*Textabschnitt*:
>>
Wahlsonntag Deutschland wählt neuen Bundestag – Höhere Wahlbeteiligung erwartet

26. September 2021, 18:00 Uhr

Mehr als 60 Millionen Deutsche sind heute aufgerufen, einen neuen Bundestag zu wählen. Der Andrang in den Wahllokalen ist zwar vielerorts geringer als 2017, auch in Mitteldeutschland. Doch es wird ein deutlich höherer Briefwähleranteil erwartet. Insgesamt 47 Parteien treten an. Vorwahlumfragen lassen einen knappen Wahlausgang erwarten.

  • In Deutschland können heute mehr als 60 Millionen Wahlberechtigte einen neuen Bundestag wählen.
  • Noch nie war das Interesse an der Briefwahl so hoch wie bei dieser Abstimmung.
  • 47 Parteien treten zur Wahl an, drei von ihnen mit einem Kanzlerkandidaten.
  • Um Punkt 18 Uhr gibt es die Prognose, die erste Hochrechnung kommt später als üblich.
  • Mecklenburg-Vorpommern wählt parallel ein neues Landesparlament, Berlin ein neues Abgeordnetenhaus.

Höhere Wahlbeteiligung erwartet

Bei der Bundestagswahl zeichnet sich eine höhere Wahlbeteiligung ab als 2017, vor allem in den Großstädten. Im einwohnerstärksten Bundesland Nordrhein-Westfalen gaben nach Angaben des Landeswahlleiters bis zum Mittag 44,8 Prozent der Wahlberechtigten ihre Stimmen ab. Zum gleichen Zeitpunkt bei der Wahl 2017 lag der Wert nur bei 40,1 Prozent. Jedoch wird diesmal mit deutlich mehr Briefwählern gerechnet, sodass die Wahlbeteiligung insgesamt höher sein dürfte.

Wahlbeteiligung in Mitteldeutschland

In Mitteldeutschland haben bis zum frühen Nachmittag etwas weniger Menschen in den Wahllokalen gewählt als vor vier Jahren. In Sachsen gaben bis 14 Uhr 36,4 Prozent der Wahlberechtigten in Wahllokalen ihre Stimme ab (2017: 39,3 Prozent), in Sachsen-Anhalt waren es 36,7 Prozent (2017: 42,5 Prozent), in Thüringen 34,5 Prozent (2017: 35,8 Prozent).
<<
*Bereitgestelltes Material*:
>>
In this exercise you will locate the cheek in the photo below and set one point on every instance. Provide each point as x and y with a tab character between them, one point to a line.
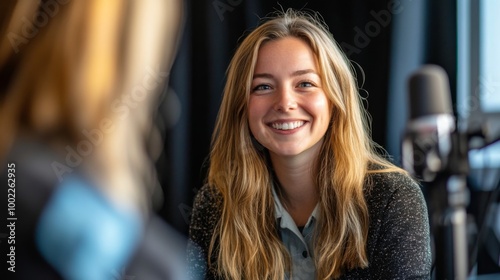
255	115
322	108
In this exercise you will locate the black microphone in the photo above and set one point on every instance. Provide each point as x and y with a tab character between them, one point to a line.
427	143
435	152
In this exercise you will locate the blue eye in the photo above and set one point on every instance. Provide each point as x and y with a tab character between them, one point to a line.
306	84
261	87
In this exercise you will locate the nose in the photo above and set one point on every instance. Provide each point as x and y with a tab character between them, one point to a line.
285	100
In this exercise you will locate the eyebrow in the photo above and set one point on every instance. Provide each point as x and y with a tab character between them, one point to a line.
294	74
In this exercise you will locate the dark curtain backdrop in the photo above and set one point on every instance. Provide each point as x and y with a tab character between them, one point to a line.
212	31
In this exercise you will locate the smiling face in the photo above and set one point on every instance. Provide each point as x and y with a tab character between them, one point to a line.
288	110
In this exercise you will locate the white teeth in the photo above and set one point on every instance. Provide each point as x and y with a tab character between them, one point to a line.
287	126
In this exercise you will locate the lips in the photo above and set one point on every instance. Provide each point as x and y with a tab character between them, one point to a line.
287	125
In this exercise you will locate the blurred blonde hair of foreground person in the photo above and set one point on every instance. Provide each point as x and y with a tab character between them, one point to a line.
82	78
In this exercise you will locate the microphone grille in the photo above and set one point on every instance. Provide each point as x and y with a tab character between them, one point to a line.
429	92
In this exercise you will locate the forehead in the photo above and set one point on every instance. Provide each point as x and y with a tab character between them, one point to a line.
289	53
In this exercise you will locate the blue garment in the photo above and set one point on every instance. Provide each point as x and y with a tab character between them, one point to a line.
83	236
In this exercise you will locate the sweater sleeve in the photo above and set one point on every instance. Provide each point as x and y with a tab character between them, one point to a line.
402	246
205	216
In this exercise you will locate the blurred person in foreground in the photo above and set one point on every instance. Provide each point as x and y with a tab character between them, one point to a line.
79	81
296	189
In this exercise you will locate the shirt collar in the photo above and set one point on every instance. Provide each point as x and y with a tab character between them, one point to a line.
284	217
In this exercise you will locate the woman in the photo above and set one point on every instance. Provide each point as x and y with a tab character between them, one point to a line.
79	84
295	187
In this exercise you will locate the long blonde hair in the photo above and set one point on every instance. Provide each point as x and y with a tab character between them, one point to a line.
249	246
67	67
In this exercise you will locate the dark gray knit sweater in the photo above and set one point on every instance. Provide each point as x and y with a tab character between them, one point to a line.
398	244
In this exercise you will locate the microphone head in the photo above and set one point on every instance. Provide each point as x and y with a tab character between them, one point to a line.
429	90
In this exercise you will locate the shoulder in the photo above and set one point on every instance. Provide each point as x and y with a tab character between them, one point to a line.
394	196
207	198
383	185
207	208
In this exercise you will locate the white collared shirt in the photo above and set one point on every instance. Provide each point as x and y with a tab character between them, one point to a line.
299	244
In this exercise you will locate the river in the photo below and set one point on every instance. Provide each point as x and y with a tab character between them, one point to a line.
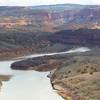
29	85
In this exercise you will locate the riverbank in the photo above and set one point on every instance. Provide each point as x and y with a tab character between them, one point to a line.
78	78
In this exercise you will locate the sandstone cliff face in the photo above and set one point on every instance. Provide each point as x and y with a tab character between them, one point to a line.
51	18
<<
*Aufgabe*:
Beantworten Sie anhand des Textabschnitts zur Bundestagswahl folgende Fragen:
(a) Wie viele Parteien treten zur Wahl an?
(b) Wie viel Prozent der Wahlberechtigten in Nordrhein-Westfalen hatten bis zum Mittag ihre Stimmen abgegeben?
(c) Wie hoch war der Anteil der Wahlberechtigten, die in Sachsen-Anhalt bis 14 Uhr in Wahllokalen gewählt hatten, und welcher Wert wird dort für 2017 genannt?

*Lösung zur Aufgabe*:
(a) 47 Parteien.
(b) 44,8 Prozent.
(c) 36,7 Prozent; 2017 waren es 42,5 Prozent.